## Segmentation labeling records

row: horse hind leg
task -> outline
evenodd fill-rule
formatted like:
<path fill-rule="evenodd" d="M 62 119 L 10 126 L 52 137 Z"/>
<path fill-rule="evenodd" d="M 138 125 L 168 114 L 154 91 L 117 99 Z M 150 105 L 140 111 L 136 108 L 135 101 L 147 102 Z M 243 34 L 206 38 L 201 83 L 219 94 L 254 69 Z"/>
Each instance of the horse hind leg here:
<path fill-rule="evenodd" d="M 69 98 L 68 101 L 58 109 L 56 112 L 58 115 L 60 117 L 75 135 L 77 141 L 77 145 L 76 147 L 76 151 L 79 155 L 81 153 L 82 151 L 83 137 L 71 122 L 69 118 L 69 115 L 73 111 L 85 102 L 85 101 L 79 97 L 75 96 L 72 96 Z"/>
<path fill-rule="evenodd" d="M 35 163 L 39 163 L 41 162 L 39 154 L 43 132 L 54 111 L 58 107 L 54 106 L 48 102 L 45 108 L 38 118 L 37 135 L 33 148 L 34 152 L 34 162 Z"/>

## What is being asked
Format all of the records above as a two-column CSV with the header row input,output and one row per record. Put each record's text and its answer in a single quoted field, with line breaks replaced by spaces.

## The completed task
input,output
"row: horse hind leg task -> outline evenodd fill-rule formatted like: <path fill-rule=""evenodd"" d=""M 62 119 L 10 126 L 52 137 Z""/> <path fill-rule=""evenodd"" d=""M 138 125 L 168 114 L 154 91 L 117 99 Z M 150 105 L 140 111 L 136 108 L 135 101 L 147 102 Z M 243 34 L 206 38 L 201 83 L 219 94 L 254 69 Z""/> Each instance of the horse hind leg here:","<path fill-rule=""evenodd"" d=""M 69 98 L 68 101 L 58 109 L 56 112 L 58 115 L 60 117 L 75 135 L 77 141 L 77 145 L 76 147 L 76 151 L 79 155 L 81 153 L 82 151 L 83 137 L 71 122 L 69 118 L 69 115 L 73 111 L 85 102 L 85 101 L 79 97 L 75 96 L 72 96 Z""/> <path fill-rule=""evenodd"" d=""M 35 163 L 39 163 L 41 162 L 39 154 L 43 132 L 54 111 L 58 107 L 54 106 L 48 102 L 45 108 L 38 118 L 37 135 L 33 148 L 34 152 L 34 162 Z""/>"